**Supplied data:**
========================================================================

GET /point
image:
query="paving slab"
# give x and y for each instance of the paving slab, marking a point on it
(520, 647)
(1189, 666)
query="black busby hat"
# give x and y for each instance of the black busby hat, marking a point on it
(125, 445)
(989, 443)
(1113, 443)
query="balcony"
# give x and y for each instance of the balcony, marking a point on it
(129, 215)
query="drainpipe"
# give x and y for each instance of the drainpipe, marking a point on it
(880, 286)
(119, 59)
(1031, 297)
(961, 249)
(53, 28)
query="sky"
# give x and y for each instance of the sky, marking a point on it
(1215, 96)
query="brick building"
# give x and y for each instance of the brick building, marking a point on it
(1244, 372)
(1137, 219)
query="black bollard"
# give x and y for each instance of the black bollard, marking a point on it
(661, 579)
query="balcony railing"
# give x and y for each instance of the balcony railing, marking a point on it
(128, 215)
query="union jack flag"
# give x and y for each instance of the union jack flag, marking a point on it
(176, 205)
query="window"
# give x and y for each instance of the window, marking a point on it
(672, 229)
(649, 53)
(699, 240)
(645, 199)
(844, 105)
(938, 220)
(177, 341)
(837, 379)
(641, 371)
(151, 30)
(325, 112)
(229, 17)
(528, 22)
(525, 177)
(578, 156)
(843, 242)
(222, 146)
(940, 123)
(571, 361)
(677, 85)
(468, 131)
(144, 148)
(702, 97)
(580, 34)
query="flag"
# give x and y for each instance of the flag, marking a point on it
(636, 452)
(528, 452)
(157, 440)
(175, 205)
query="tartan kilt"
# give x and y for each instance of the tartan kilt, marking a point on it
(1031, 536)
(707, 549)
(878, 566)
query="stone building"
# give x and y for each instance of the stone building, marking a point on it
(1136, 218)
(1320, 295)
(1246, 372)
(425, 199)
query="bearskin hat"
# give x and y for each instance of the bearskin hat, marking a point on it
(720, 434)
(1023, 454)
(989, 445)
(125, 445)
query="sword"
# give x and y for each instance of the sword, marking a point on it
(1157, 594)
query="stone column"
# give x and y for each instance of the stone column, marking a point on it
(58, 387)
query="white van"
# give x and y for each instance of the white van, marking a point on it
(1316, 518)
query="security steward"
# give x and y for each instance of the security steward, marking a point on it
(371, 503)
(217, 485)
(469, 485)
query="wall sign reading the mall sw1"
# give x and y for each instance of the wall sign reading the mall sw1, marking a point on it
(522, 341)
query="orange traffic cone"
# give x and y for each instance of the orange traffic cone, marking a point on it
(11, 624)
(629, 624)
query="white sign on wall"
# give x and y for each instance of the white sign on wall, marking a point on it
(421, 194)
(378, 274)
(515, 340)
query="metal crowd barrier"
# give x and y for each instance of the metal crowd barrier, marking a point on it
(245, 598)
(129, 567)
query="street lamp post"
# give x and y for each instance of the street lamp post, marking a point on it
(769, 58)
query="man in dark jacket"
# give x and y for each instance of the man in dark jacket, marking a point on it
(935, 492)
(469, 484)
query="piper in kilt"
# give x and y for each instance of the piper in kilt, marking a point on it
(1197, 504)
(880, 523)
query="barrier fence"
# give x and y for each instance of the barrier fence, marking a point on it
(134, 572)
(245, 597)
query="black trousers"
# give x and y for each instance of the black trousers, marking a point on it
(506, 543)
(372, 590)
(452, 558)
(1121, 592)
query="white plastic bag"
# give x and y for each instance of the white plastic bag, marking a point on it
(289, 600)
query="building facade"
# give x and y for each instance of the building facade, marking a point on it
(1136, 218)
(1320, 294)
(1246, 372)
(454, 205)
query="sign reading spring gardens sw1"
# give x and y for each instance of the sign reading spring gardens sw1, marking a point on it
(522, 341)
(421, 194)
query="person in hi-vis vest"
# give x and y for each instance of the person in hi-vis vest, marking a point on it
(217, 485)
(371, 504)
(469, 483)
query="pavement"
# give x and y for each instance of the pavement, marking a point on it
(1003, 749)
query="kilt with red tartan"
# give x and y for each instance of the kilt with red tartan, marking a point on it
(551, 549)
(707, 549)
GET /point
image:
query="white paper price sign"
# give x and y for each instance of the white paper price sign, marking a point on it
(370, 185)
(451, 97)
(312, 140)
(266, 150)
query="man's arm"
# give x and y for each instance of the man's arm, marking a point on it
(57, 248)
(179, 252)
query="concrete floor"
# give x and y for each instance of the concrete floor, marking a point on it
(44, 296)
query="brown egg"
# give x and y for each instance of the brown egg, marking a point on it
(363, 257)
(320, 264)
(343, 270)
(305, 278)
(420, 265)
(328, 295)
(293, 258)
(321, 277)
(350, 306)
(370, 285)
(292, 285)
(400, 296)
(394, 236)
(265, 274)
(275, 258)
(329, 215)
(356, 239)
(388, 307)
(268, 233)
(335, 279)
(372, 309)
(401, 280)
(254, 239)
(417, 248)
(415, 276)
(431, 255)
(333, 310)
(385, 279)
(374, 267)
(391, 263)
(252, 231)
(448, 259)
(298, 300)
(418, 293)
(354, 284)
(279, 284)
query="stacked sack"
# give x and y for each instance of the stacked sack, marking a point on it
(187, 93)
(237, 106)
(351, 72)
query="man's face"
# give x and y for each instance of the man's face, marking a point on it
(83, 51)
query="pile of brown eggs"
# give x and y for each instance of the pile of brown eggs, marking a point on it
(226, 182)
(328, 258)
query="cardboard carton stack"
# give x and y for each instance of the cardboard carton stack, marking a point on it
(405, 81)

========================================================================

**What you will do:**
Please quote the data above in full, with no line missing.

**Result for this task:**
GET /point
image:
query="paving slab"
# give x and y for each instance of the paving slab, marking a point on it
(520, 647)
(1189, 666)
query="black busby hat"
# give x and y for each instance of the black busby hat, marking a point on it
(125, 445)
(989, 443)
(1113, 443)
query="balcony"
# give x and y for each instance of the balcony, marking a point on it
(129, 215)
query="drainpipe"
# give x and y for each instance of the drainpipe, marking a point on it
(880, 286)
(119, 59)
(1031, 297)
(961, 249)
(53, 28)
query="sky"
# give x and y for each instance of the sky, marking a point on it
(1215, 96)
query="brick building"
# give x and y for each instance of the brick building, marking a point on it
(1244, 372)
(1137, 219)
query="black bollard"
# give x and y for each instance of the black bollard, marking a point on it
(661, 579)
query="balcony railing"
# give x and y for each instance of the balcony railing, marking a point on it
(128, 215)
query="union jack flag"
# give x and y for each instance of the union jack flag, marking a point on it
(176, 205)
query="window"
# give x and y for each instance of the window, marking a point on it
(672, 229)
(649, 53)
(699, 240)
(645, 199)
(844, 105)
(938, 220)
(177, 341)
(837, 379)
(641, 371)
(151, 30)
(325, 112)
(229, 17)
(528, 22)
(525, 177)
(578, 156)
(843, 242)
(222, 146)
(940, 123)
(571, 361)
(677, 85)
(468, 131)
(144, 148)
(702, 97)
(580, 34)
query="flag"
# give x and y for each instance of the flag, marking a point on it
(636, 452)
(528, 452)
(157, 440)
(175, 205)
query="tartan kilt"
# give x and y for each instance of the tartan kilt, marking a point on it
(1031, 536)
(707, 549)
(878, 566)
query="stone building"
# give x and y for each instance of the stone building, marking a point on it
(1136, 218)
(1320, 295)
(1246, 372)
(425, 199)
query="bearskin hat"
# give x and y for each instance of the bearskin hat, marking a point on it
(720, 434)
(1023, 454)
(989, 445)
(125, 445)
query="sword"
# give x and y for each instance of the sword, marking a point on it
(1157, 594)
query="stone column"
# give x and y for each instance of the stone column, marking a point on it
(58, 387)
query="white van"
# give x and y for each instance of the white van, marking a point on it
(1316, 518)
query="security steward"
# give x and y for each instance of the security steward, marking a point on it
(371, 503)
(217, 485)
(469, 485)
query="wall sign reading the mall sw1"
# give x and y for each instance of the wall sign reading the mall sw1, marking a point on it
(522, 341)
query="orange traffic cone"
# give x and y for each instance of the orange traffic cone, marking a point on it
(11, 624)
(629, 624)
query="white sign on wall"
# give x and y for each instance of the white sign on wall, marking a point on it
(421, 194)
(378, 274)
(515, 340)
query="metal crowd barrier"
# give x and y for each instance of the metal crowd barrier, marking a point on it
(245, 598)
(129, 567)
query="street lamp post"
# give x and y for each instance of the street lamp post, marking a point on it
(769, 58)
query="man in dark jacket"
# give x and y for each instance of the man in dark jacket, marking a point on it
(935, 492)
(469, 484)
query="piper in kilt"
# give x and y for each instance of the piper in kilt, marking a point on it
(1197, 504)
(880, 523)
query="barrier fence"
# give x and y for each instance of the barrier fence, marking a point on it
(134, 572)
(245, 597)
query="black trousers"
# give x and y for each instance of the black trousers, marking a point on it
(506, 543)
(372, 590)
(452, 558)
(1121, 592)
query="white plastic bag"
# give x and y for each instance of the white plastic bag, marking a point on it
(289, 600)
query="building facade"
# give x and y for each instance of the building facade, marking a point on it
(1136, 218)
(1320, 294)
(1246, 372)
(454, 205)
query="sign reading spring gardens sw1"
# give x and y for each instance of the sign reading spring gardens sw1, marking a point on it
(522, 341)
(421, 194)
query="person in hi-vis vest"
# give x and y for each instance of the person in hi-vis vest, marking a point on it
(217, 485)
(371, 504)
(469, 483)
query="pavement"
# give x and y for each instance of the pavement, marking a point on it
(1003, 749)
query="kilt with red tartan"
# give x and y for each instance of the kilt with red tartan, marking a point on it
(551, 549)
(707, 549)
GET /point
image:
query="white paper price sign"
# give x and y for each instance of the white paper price sign, marking a point on it
(370, 185)
(451, 97)
(312, 140)
(266, 150)
query="man's arm"
# give x and y for each instance of the man's arm, marking a point on it
(57, 248)
(179, 252)
query="concrete floor"
# give x and y for each instance of the concrete floor, marking a point on it
(44, 296)
query="brown egg"
# give x and y for each instance of the brown egg, marking a point on it
(363, 257)
(320, 264)
(343, 270)
(305, 278)
(420, 265)
(328, 295)
(293, 258)
(321, 277)
(350, 306)
(370, 285)
(292, 285)
(400, 296)
(394, 236)
(265, 274)
(275, 258)
(329, 215)
(356, 239)
(388, 307)
(268, 233)
(335, 279)
(372, 309)
(401, 280)
(254, 239)
(417, 248)
(415, 276)
(431, 255)
(333, 310)
(385, 279)
(374, 267)
(391, 263)
(252, 231)
(448, 259)
(298, 300)
(418, 293)
(354, 284)
(279, 284)
query="stacked sack"
# give x and y for each instance of the stacked sack, marking a point on it
(187, 93)
(237, 106)
(351, 72)
query="man's face"
# give x and y for each instance of the man's face, marking a point on it
(83, 51)
query="pile of brown eggs"
# give x and y for each instance of the pile of brown eggs, marking a point on it
(226, 182)
(328, 258)
query="cardboard carton stack"
# give x and y for each instance of the cardboard carton stack, marking a point on it
(405, 81)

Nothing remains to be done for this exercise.